Does this foreclose the argument now? Perhaps not. The opinion was written pre-Poston, of course, and therefore the defendant would not have made the argument that the claim within the indictment of one criminal episode stopped him from filing a demurrer. (And in fact it would have stopped him, because regardless of the facts, that claim on the face of the indictment would have made the indictment immune to a Poston demurrer.)

Now perhaps a defendant could file a motion to sever, if the defendant believes it's not in fact one criminal episode. But this sets up a serious dilemma. If the prosecutor believes it's one criminal episode, then why get a court to convince her otherwise and thus subject the defendant to a greater sentence.

Compounding the problem is that the current state of the law on criminal episodes is a mess. Here is a quote from a draft of a PFR I'll be filing within a couple of weeks:

Determining whether multiple crimes arise out of one or more criminal episodes is arguably the most difficult analysis that the criminal bar and trial courts must grapple with. It can also be one of the most consequential. The finding of a separate criminal episode will frequently remove the last limitation on consecutive sentences, as well as increasing the presumptive sentence every time the criminal history score is reconstituted. This case is a good example. Had the same images been found in the defendant’s closet, in the form of photographs, videotape or 8mm film (the kind of facts which would have likely existed at the time the sentencing guidelines were adopted), he would have likely faced probation. But the vast improvements in the capacity of individuals to anonymously download a near-infinite number of images, in combination with the legal analysis adopted by the Court of Appeals, that same defendant can now face lifetime imprisonment. While a defendant might never face a thousand charges based on a thousand images, the current scheme allows prosecutors to pick and choose among images, to make sure they were downloaded on different dates, in order to achieve – in this case – a fifteen -year sentence on just fifteen different images.
The existence of one or more criminal episodes can carry a significance even greater than life imprisonment. When a defendant is charged with aggravated murder based on the murder of two people during one criminal episode, it can mean the difference between a life sentence and a capital one.
********
TASK 1
In the entries, rewrite the lines from the start through the line containing "141 236 L 71", inclusive, substituting "fish fins" for "fish scales" and leaving everything else unchanged. Omit the pictures from your answer.
The passage and the entries are unrelated to each other.

Dataset excerpt:
********
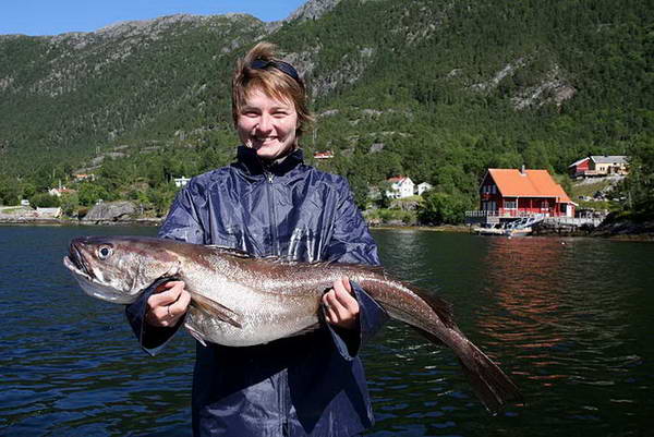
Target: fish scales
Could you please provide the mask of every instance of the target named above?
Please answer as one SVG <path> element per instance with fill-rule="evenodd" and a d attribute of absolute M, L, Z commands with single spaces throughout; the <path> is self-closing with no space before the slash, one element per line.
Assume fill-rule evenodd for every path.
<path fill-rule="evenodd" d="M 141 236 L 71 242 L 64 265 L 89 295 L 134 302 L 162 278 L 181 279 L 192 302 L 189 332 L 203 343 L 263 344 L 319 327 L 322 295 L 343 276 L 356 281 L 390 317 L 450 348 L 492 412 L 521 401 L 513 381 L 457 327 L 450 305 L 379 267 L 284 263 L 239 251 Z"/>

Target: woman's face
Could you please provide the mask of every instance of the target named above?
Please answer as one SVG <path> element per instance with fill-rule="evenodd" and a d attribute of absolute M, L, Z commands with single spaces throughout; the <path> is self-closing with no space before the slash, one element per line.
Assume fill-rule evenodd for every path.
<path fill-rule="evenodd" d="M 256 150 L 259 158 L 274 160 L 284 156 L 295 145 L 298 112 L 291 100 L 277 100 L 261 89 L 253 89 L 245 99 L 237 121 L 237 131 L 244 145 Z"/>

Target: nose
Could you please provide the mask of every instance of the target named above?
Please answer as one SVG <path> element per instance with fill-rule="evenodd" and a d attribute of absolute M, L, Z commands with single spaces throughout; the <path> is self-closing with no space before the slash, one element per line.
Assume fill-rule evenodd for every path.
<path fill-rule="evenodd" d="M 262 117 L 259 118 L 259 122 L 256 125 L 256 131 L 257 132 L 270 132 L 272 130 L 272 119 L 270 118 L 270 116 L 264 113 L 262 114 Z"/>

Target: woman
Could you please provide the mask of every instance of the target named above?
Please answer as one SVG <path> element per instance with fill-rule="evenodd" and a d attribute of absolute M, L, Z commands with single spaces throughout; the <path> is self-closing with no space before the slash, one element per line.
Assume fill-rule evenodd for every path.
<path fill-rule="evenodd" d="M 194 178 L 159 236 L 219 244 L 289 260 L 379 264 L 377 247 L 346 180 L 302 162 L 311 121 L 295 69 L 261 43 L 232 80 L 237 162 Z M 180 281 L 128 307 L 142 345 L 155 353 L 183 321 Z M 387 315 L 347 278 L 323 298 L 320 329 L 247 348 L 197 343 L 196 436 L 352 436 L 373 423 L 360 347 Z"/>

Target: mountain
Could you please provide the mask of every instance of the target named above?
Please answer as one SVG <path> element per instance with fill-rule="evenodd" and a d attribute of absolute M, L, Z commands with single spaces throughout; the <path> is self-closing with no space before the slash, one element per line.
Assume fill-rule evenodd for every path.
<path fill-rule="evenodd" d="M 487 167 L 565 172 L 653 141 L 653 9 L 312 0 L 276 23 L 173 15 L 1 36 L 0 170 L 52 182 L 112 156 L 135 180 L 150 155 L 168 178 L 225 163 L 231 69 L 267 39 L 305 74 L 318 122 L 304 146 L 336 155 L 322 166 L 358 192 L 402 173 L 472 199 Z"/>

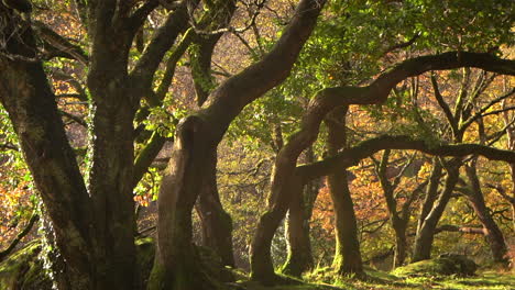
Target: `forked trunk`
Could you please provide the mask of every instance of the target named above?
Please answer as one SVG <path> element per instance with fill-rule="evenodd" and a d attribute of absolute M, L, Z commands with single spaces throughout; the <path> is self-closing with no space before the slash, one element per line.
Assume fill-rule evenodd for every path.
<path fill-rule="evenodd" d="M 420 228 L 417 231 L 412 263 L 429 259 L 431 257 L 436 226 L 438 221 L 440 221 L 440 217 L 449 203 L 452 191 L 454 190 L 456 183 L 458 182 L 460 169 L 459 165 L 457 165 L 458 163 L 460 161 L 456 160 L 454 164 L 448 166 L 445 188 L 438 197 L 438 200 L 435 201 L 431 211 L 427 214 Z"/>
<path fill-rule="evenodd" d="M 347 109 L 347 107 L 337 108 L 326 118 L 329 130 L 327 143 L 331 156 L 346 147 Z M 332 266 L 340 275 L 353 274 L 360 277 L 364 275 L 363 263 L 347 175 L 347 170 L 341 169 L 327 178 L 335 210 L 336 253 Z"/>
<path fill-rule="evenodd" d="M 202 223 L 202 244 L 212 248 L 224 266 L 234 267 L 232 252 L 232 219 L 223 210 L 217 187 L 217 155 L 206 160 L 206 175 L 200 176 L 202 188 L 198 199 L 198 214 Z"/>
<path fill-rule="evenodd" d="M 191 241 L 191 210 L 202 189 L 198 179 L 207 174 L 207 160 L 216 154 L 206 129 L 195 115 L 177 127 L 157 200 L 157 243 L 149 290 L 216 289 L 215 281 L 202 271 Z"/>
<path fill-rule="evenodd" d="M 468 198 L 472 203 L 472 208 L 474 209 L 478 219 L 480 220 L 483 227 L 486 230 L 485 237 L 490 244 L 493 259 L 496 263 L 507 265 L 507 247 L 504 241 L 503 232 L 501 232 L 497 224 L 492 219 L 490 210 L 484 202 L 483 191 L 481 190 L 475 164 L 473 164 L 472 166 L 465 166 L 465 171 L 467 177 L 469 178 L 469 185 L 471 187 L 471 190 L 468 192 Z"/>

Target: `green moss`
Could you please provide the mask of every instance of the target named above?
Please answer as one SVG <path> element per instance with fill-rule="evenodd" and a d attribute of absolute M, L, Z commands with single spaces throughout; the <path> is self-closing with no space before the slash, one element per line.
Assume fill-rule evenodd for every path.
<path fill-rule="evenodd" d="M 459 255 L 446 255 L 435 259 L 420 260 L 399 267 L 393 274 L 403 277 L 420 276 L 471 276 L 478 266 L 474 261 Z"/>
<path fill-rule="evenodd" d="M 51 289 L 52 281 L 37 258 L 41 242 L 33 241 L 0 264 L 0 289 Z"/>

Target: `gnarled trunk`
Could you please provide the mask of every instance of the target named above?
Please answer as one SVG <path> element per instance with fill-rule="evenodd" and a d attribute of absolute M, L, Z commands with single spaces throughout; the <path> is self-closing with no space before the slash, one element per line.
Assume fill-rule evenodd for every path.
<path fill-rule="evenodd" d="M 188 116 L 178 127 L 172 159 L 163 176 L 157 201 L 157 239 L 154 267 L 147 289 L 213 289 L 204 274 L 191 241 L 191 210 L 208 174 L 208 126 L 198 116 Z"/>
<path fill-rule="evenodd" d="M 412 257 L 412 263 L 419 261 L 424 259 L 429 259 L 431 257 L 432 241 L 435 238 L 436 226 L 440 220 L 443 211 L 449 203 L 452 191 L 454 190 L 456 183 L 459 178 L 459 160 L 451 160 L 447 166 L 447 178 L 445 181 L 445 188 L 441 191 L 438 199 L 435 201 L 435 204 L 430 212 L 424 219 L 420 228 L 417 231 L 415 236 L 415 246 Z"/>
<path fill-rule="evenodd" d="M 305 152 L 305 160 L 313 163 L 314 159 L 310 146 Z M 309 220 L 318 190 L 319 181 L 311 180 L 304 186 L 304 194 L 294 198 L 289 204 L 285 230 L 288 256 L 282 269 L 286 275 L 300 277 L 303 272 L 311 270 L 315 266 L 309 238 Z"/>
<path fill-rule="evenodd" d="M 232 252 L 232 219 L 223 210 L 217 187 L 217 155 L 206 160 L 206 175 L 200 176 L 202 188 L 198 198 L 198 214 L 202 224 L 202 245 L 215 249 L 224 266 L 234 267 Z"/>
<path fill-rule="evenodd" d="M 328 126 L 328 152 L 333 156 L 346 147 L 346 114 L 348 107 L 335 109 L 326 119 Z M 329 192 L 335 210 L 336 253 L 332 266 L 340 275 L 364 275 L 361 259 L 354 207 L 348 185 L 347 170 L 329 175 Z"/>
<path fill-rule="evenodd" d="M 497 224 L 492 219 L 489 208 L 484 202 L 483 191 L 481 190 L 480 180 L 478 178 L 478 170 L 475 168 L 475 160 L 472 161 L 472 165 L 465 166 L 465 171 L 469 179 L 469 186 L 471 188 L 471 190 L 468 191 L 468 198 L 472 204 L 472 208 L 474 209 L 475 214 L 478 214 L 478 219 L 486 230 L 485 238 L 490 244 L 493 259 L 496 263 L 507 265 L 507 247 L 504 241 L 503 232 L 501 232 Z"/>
********
TASK 2
In the passage on criminal episodes, what forms does the passage give for the images that might have been found in the defendant's closet?

TASK ANSWER 1
Target: fish fins
Could you please provide the mask of every instance of the target named above?
Please answer as one SVG <path> element per instance with fill-rule="evenodd" and a d attribute of absolute M, L, Z commands with single spaces throughout; the <path> is self-closing with no space before the slash, one element per line.
Assume fill-rule evenodd for every path.
<path fill-rule="evenodd" d="M 141 236 L 71 242 L 64 265 L 89 295 L 134 302 L 162 278 L 181 279 L 192 302 L 189 332 L 203 343 L 263 344 L 319 327 L 322 295 L 343 276 L 356 281 L 390 317 L 450 348 L 492 412 L 521 401 L 513 381 L 457 327 L 450 305 L 379 267 L 284 263 L 239 251 Z"/>

TASK ANSWER 2
Photographs, videotape, and 8mm film.